Set of tasks:
a: From the Solr range query thread, list the four values that the staffName_txt field was set to in the indexed documents.
b: According to the Solr range query thread, which version of Solr was installed?
c: Reproduce the passage of the Solr range query thread starting at "Andy C Wed, 12" and ending at "in specialized situations).".

Re: Range query on TextField

Andy C Wed, 12 Jan 2022 11:12:50 -0800

Also it doesn't make sense to use the StopFilterFactory or
SynonymGraphFilterFactory filters in conjunction with the
KeywordTokenizerFactor, so these should be removed from the fieldType
definition (personally I would never make use of the StopFilterFactory,
except in specialized situations).


- Andy -

On Wed, Jan 12, 2022 at 2:02 PM Andy C <[email protected]> wrote:

> How are you changing the managed-schema? I have never used the managed
> schema feature myself, but according to the documentation (
> https://solr.apache.org/guide/8_5/overview-of-documents-fields-and-schema-design.html#solrs-schema-file)
> it should never be directly edited. Not sure how it is supposed to be
> updated.
>
> Did you recreate your indexes after changing the schema (delete the
> existing indexes and re-add your 4 documents)? This would be necessary, as
> the schema configuration at the time the documents are ingested would
> determine how they are indexed.
>
> Also, you may want to consider creating a new fieldType rather than
> modifying the text_general fieldType, and explicitly map the staffName_txt
> field to it. Otherwise you will change how searching works for all fields
> that use this the  text_general fieldType (you would no longer be able to
> retrieve documents by searching for individual words in the text). If you
> want to support both behaviors, you might want to create multiple versions
> of the field using the copyField feature.
>
> Hope this helps.
> - Andy -
>
> On Wed, Jan 12, 2022 at 12:48 PM WU, Zhiqing <[email protected]> wrote:
>
>> Hi Andy,
>>
>> Loads of thanks for your reply. I am trying to figure out my problem by
>> following your advice.
>>
>> I have installed Solr (8.5) on my computer and added 4 documents into
>> a core.
>>
>> In the 4 documents, staffName_txt field has been set to "Lindmar Deborah",
>> "Mr Kenyon John", " Saab Jerry" and "Gross Bob" respectively.
>>
>>
>>
>> At the beginning, without changing anything in managed-schema, I did two
>> range queries:
>>
>> q: staffName_txt:["Gross Bob" TO "Lindmar Deborah"]   result: "Lindmar
>> Deborah", "Mr Kenyon John" and " Saab Jerry"
>>
>> q: staffName_txt:[* TO "Lindmar Deborah"]             result: "Lindmar
>> Deborah", "Mr Kenyon John", " Saab Jerry" and "Gross Bob"

Recorded information:
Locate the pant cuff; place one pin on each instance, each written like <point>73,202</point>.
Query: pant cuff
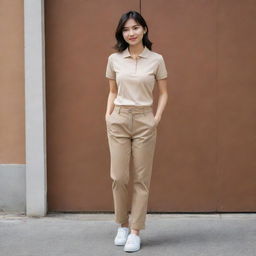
<point>137,226</point>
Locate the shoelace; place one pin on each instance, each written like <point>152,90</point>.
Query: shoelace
<point>121,232</point>
<point>130,240</point>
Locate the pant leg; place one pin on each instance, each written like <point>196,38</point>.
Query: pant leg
<point>120,152</point>
<point>143,148</point>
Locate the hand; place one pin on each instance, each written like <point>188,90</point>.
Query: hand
<point>157,120</point>
<point>107,116</point>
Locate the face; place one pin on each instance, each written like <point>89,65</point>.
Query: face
<point>132,30</point>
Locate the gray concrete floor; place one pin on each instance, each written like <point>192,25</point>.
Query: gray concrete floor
<point>93,234</point>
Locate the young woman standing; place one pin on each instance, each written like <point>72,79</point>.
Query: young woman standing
<point>131,125</point>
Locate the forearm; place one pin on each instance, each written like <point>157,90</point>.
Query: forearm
<point>110,102</point>
<point>162,101</point>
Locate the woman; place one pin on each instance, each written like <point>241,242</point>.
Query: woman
<point>131,125</point>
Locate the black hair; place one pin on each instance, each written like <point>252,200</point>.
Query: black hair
<point>121,44</point>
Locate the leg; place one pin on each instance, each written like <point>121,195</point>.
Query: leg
<point>143,147</point>
<point>120,152</point>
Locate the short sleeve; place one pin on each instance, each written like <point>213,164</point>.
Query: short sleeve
<point>161,72</point>
<point>110,73</point>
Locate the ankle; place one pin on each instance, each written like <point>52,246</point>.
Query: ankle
<point>135,231</point>
<point>125,225</point>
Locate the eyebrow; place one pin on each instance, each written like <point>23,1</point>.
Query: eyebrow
<point>132,26</point>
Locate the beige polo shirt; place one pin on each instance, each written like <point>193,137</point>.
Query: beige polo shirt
<point>135,78</point>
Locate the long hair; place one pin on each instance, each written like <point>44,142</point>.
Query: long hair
<point>121,44</point>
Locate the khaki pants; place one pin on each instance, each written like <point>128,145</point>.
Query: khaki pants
<point>131,132</point>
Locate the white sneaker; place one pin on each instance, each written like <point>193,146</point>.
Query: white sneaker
<point>122,234</point>
<point>133,243</point>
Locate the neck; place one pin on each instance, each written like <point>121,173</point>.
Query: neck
<point>136,49</point>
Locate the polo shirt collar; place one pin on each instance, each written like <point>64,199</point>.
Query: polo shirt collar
<point>144,53</point>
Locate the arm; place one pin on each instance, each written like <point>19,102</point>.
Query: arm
<point>111,97</point>
<point>162,100</point>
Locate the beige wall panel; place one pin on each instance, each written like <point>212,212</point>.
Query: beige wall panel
<point>12,95</point>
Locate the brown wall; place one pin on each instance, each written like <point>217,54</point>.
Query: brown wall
<point>12,101</point>
<point>205,154</point>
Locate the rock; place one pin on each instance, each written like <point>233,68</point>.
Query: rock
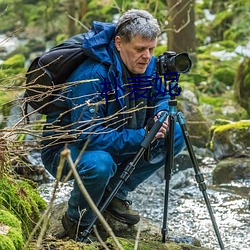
<point>231,169</point>
<point>242,85</point>
<point>197,125</point>
<point>229,140</point>
<point>149,238</point>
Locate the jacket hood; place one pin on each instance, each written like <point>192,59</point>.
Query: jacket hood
<point>98,42</point>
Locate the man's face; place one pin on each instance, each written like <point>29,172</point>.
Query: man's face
<point>137,53</point>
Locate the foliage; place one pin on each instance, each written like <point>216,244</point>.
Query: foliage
<point>242,84</point>
<point>13,238</point>
<point>22,200</point>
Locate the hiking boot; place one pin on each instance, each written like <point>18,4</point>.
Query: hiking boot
<point>75,231</point>
<point>121,211</point>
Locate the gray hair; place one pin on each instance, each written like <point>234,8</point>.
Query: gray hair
<point>137,22</point>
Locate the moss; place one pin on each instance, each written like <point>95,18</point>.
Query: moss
<point>6,243</point>
<point>13,239</point>
<point>224,75</point>
<point>128,244</point>
<point>22,200</point>
<point>221,134</point>
<point>16,61</point>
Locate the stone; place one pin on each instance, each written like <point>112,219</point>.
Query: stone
<point>231,169</point>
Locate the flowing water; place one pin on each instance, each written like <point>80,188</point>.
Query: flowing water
<point>187,212</point>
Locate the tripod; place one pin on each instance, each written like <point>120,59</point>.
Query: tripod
<point>168,165</point>
<point>170,162</point>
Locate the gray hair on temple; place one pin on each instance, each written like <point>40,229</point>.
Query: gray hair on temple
<point>137,22</point>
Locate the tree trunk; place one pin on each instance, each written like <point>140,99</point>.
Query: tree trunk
<point>181,34</point>
<point>71,6</point>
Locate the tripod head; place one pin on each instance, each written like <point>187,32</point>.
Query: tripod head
<point>170,65</point>
<point>169,62</point>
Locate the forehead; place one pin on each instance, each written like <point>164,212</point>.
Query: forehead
<point>140,41</point>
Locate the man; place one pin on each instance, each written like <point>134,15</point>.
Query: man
<point>109,116</point>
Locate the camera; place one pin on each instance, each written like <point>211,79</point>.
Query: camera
<point>171,62</point>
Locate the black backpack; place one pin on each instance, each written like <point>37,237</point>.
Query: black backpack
<point>47,74</point>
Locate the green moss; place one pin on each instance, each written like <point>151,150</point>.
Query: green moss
<point>13,238</point>
<point>235,125</point>
<point>22,200</point>
<point>16,61</point>
<point>224,75</point>
<point>238,128</point>
<point>6,243</point>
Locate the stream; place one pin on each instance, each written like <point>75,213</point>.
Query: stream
<point>187,212</point>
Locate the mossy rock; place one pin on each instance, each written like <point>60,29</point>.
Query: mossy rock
<point>242,85</point>
<point>11,237</point>
<point>225,75</point>
<point>197,125</point>
<point>232,139</point>
<point>231,169</point>
<point>22,200</point>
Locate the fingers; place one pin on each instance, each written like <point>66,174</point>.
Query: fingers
<point>163,130</point>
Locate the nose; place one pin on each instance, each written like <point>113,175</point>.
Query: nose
<point>146,54</point>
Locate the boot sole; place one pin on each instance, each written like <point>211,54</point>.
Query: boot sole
<point>121,219</point>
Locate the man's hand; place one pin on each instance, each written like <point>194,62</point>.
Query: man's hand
<point>164,128</point>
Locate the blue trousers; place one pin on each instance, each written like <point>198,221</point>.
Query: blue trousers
<point>100,170</point>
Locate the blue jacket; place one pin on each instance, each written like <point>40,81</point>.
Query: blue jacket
<point>91,117</point>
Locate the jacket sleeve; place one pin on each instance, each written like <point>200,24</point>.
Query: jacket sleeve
<point>88,115</point>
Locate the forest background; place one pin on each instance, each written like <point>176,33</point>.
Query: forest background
<point>214,33</point>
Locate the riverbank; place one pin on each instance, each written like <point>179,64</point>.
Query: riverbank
<point>188,216</point>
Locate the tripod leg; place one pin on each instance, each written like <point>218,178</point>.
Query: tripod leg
<point>168,173</point>
<point>129,169</point>
<point>199,176</point>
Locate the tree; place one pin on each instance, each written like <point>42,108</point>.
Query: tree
<point>181,27</point>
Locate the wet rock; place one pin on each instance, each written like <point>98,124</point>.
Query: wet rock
<point>231,169</point>
<point>197,125</point>
<point>232,139</point>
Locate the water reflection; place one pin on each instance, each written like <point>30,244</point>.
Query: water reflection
<point>188,215</point>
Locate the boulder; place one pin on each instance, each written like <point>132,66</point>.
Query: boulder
<point>231,139</point>
<point>231,169</point>
<point>197,125</point>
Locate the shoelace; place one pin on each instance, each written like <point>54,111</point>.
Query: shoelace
<point>127,203</point>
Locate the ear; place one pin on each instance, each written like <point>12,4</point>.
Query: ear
<point>118,42</point>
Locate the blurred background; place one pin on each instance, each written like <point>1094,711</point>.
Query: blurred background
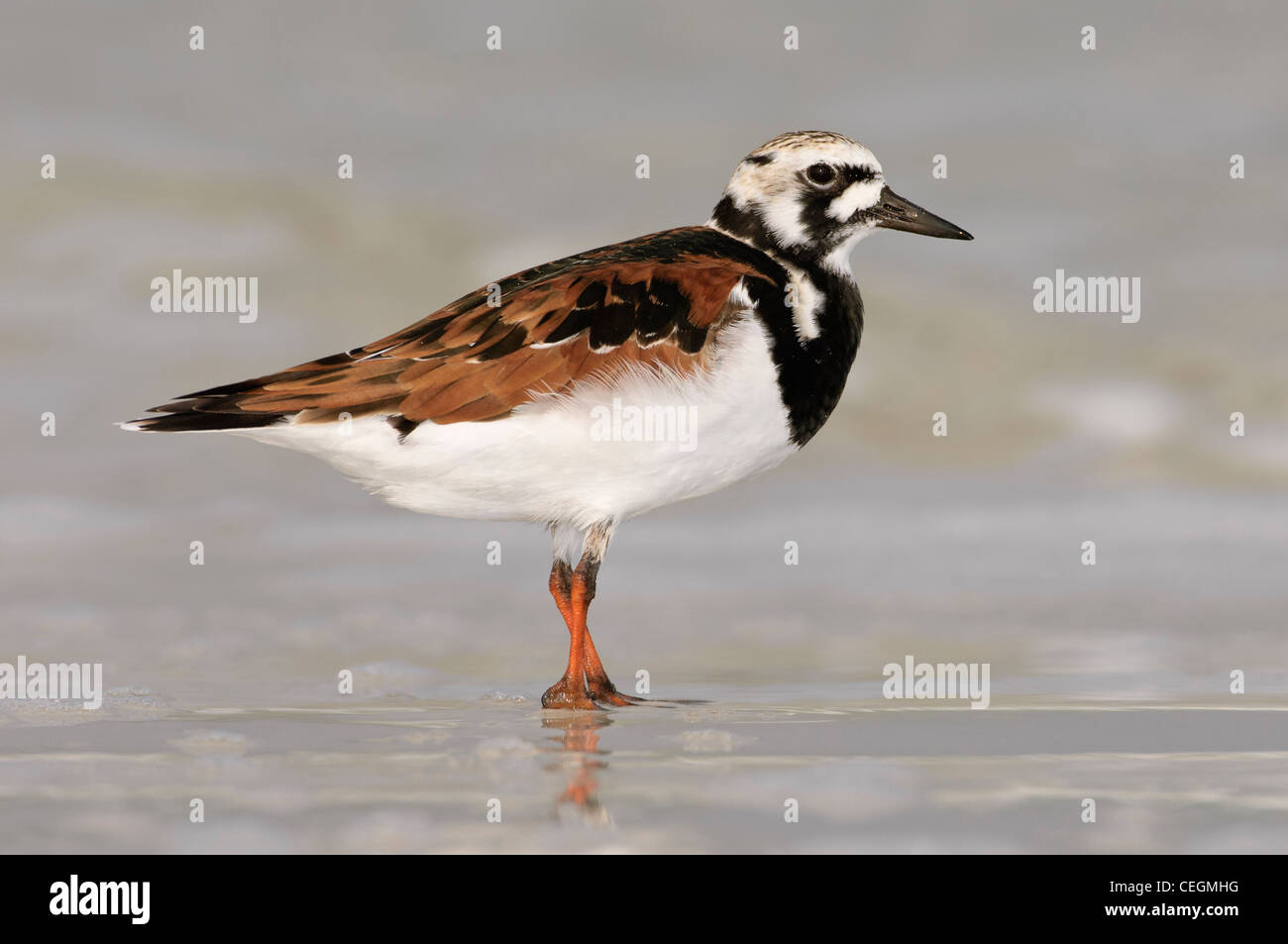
<point>1109,682</point>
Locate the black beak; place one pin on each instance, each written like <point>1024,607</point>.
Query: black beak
<point>896,213</point>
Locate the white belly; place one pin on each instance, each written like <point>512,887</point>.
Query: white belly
<point>597,454</point>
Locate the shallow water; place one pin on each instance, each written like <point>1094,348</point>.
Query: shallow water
<point>1108,682</point>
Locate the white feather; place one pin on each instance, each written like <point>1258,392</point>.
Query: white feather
<point>542,462</point>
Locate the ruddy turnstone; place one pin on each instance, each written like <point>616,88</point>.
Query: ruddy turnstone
<point>509,402</point>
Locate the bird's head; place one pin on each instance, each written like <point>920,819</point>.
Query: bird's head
<point>811,196</point>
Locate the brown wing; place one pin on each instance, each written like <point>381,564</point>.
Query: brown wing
<point>657,301</point>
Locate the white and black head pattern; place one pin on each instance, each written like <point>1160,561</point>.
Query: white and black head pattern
<point>805,193</point>
<point>806,197</point>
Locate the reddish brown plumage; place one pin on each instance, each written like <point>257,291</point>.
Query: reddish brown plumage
<point>653,301</point>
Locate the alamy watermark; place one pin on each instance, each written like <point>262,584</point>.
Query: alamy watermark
<point>940,681</point>
<point>178,292</point>
<point>1093,295</point>
<point>653,423</point>
<point>76,682</point>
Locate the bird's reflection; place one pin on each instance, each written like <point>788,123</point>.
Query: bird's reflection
<point>581,758</point>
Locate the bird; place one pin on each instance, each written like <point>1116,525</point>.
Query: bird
<point>589,390</point>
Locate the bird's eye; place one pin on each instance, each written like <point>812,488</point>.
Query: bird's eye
<point>820,174</point>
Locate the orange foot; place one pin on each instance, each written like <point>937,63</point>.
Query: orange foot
<point>570,695</point>
<point>603,691</point>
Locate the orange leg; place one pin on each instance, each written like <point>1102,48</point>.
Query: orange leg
<point>585,682</point>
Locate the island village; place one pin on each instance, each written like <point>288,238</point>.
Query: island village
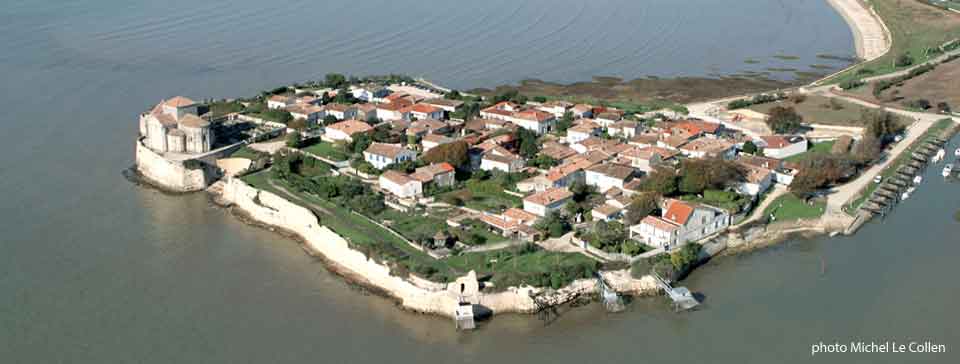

Solutions by task:
a:
Lindmar Deborah
Mr Kenyon John
Saab Jerry
Gross Bob

b: Solr 8.5

c:
Andy C Wed, 12 Jan 2022 11:12:50 -0800

Also it doesn't make sense to use the StopFilterFactory or
SynonymGraphFilterFactory filters in conjunction with the
KeywordTokenizerFactor, so these should be removed from the fieldType
definition (personally I would never make use of the StopFilterFactory,
except in specialized situations).